** Extracted data follows **
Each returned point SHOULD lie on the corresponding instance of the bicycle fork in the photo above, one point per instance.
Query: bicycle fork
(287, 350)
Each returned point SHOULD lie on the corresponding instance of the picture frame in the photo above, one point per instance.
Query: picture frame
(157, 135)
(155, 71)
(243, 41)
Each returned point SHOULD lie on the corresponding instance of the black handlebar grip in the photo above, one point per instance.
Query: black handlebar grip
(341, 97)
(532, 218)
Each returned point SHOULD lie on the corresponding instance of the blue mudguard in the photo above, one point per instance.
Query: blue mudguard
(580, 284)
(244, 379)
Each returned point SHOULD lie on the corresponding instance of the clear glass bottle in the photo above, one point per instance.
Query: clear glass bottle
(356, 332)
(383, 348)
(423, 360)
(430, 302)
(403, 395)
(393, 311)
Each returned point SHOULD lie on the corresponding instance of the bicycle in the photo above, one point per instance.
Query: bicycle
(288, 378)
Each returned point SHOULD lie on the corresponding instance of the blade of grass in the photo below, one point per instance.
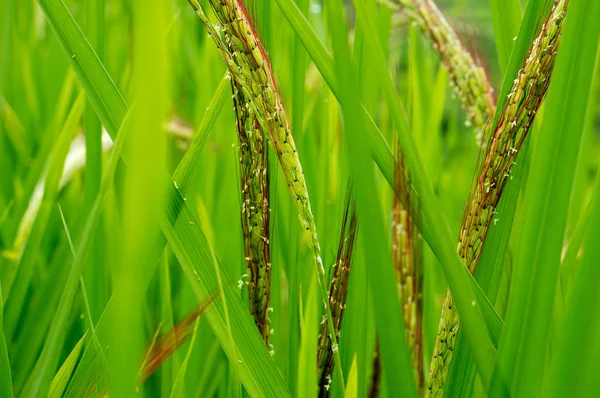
** End of Extracted data **
= Description of the task =
Above are the entries; copy every line among them that contains the word "returned".

= Your solution =
Each returned point SHOULD lie on the corresponding instance of the bicycle fork in the photo above, one point per instance.
Each returned point SHOULD lie on the corresponding instance of the picture frame in the photo above, one point per instance.
Each returned point SHOULD lie on the corresponding instance of the black handlebar grip in the photo above, one point per instance.
Each returned point SHOULD lie on the corresponding instance of the blue mudguard in the photo above, one point per instance.
Each returned point SHOULD lie on the corresponding instance of the clear glass bottle in the photo above, one point per instance.
Each returned point SHOULD lie on the corresponding instance of the bicycle in the photo above, one point per instance.
Each returned point SHOULD lie on the corresponding instance of the blade of grass in the photo below, one point per instance.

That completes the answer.